What you need to do:
Return every line of the records that contains the word "gray".

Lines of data
----
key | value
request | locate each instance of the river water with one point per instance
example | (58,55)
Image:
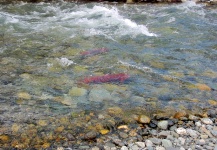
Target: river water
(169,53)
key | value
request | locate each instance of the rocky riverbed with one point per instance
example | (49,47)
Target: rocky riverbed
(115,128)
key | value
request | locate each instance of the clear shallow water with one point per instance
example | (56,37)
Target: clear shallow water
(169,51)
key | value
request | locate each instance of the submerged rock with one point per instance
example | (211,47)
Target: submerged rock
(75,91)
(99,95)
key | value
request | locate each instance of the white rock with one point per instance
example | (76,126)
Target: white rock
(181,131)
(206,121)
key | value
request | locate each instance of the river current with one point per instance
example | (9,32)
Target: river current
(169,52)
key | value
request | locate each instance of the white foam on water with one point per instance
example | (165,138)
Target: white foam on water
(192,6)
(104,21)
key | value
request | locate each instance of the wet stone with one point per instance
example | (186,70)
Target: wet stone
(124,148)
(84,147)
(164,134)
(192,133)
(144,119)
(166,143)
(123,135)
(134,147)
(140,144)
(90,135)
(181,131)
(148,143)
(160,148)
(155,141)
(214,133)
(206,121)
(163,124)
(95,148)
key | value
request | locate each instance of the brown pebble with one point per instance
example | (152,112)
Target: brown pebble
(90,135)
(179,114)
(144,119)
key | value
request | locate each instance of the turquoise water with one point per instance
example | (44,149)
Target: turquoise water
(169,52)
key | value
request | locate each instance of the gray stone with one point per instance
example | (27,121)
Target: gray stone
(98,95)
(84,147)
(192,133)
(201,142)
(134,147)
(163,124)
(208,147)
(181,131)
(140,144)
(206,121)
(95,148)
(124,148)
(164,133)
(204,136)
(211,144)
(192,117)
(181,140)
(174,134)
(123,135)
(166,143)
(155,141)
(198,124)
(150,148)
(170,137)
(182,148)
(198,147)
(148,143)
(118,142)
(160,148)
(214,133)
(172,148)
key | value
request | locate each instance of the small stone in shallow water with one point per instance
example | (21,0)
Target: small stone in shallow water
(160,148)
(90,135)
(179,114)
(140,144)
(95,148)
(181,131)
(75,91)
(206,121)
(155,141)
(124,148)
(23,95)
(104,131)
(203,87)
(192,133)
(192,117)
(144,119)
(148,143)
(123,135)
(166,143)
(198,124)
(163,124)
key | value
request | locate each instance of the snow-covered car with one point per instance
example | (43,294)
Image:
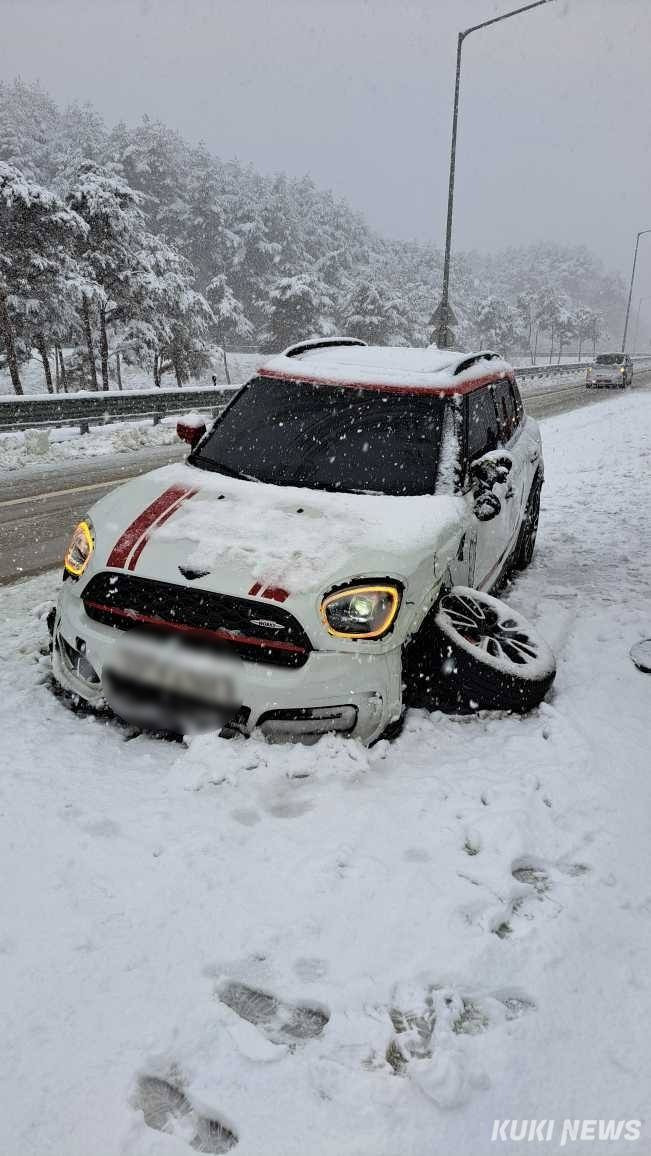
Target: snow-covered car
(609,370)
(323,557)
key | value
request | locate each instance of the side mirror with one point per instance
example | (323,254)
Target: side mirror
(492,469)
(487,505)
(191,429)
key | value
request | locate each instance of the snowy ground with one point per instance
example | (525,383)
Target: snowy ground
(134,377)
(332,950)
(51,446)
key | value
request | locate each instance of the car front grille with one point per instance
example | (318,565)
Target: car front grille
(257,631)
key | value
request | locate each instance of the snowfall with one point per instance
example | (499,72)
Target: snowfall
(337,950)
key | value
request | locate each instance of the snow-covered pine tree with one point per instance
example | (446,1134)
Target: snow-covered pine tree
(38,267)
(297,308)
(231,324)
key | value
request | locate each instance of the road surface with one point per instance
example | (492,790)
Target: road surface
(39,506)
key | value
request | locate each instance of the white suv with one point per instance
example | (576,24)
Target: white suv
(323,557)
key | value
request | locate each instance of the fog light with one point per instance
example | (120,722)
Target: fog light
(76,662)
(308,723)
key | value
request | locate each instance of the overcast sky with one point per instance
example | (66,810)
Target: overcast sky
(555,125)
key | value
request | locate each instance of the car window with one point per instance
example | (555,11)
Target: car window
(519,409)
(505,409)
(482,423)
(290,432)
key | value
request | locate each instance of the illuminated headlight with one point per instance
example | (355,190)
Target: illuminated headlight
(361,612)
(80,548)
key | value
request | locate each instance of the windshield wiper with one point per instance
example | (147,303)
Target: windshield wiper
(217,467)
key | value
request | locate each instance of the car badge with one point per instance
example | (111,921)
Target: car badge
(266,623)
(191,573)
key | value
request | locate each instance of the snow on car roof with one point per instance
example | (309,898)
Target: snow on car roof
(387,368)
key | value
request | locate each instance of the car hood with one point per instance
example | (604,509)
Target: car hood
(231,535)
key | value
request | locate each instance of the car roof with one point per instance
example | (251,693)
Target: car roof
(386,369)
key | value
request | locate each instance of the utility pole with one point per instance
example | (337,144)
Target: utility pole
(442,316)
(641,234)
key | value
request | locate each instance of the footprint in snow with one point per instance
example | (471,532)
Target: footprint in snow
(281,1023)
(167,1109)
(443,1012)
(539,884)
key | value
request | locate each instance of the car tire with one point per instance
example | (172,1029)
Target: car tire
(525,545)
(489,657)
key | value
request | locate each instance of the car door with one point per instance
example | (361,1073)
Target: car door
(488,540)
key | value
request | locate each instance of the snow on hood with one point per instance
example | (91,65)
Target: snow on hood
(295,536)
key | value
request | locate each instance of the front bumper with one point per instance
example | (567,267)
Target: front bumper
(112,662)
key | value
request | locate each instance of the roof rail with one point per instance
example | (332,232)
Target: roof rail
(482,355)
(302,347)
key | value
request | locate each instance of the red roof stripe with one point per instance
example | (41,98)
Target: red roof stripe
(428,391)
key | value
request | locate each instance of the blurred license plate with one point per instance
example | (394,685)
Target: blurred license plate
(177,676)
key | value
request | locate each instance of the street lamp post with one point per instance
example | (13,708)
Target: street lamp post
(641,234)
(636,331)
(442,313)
----
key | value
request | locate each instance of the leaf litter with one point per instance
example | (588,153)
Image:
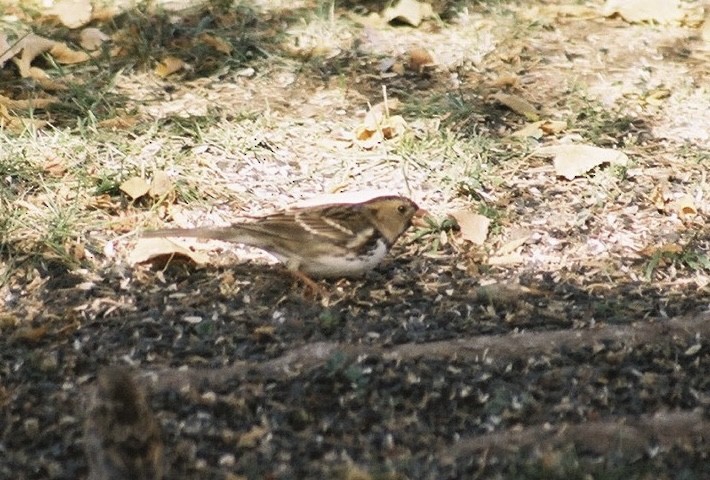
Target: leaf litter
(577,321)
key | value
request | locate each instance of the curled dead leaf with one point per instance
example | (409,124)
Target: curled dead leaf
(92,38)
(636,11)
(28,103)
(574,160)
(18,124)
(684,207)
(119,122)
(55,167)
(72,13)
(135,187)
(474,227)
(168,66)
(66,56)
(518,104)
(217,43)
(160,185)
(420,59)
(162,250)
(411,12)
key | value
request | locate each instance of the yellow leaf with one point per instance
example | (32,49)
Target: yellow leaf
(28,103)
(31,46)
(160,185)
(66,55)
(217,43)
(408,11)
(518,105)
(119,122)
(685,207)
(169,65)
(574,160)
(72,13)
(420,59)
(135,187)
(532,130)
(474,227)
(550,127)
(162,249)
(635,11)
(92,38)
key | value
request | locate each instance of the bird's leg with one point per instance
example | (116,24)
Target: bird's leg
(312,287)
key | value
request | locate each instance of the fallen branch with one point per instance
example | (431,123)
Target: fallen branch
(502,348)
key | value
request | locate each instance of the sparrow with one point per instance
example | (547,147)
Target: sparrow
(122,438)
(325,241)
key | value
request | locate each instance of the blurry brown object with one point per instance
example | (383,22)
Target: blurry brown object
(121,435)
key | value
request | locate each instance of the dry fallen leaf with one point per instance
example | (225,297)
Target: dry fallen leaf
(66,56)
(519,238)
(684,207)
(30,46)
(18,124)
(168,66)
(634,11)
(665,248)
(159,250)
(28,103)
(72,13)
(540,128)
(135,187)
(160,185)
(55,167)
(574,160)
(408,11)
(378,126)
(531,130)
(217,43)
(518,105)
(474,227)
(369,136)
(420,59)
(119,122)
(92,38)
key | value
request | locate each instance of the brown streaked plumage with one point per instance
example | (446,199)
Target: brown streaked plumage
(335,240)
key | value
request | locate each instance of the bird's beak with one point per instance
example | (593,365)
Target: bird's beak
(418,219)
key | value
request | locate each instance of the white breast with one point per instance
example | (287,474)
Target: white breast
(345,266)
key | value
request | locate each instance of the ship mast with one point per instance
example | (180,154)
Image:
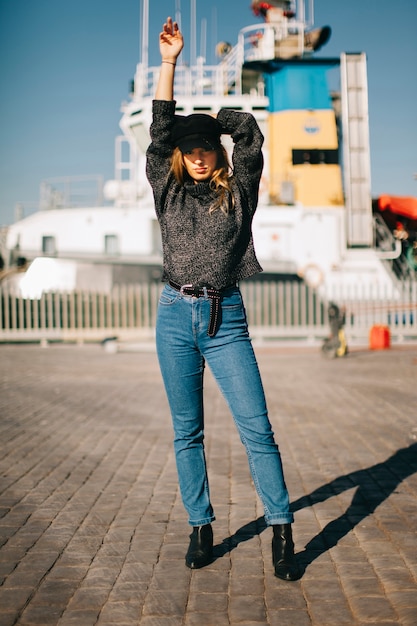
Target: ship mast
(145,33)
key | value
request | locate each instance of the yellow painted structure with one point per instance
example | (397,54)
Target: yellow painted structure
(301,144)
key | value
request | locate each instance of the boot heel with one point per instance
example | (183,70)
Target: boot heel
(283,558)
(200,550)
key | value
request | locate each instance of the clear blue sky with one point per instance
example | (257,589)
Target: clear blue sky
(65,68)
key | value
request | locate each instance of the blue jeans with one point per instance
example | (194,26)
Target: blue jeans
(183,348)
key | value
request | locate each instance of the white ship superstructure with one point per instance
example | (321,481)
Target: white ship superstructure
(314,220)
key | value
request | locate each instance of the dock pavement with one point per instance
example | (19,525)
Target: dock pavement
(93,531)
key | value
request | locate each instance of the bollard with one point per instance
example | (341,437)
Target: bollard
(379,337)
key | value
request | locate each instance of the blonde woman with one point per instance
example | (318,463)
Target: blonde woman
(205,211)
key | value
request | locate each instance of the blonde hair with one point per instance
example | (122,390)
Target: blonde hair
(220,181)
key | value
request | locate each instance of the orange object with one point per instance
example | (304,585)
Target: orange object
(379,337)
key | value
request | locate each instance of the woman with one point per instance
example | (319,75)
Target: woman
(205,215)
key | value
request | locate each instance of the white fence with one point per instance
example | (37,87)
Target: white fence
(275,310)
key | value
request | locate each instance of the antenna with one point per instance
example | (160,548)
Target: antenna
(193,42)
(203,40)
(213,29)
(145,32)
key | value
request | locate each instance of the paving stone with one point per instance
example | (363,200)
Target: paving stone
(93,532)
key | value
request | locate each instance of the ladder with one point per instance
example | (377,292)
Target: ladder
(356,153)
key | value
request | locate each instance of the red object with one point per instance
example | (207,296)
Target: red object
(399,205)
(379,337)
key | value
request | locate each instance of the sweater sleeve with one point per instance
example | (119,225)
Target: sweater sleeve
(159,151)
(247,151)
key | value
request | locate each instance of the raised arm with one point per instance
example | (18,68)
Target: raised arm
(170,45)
----
Final result:
request | locate each instance of the gray stone with one point per instance
Target: gray stone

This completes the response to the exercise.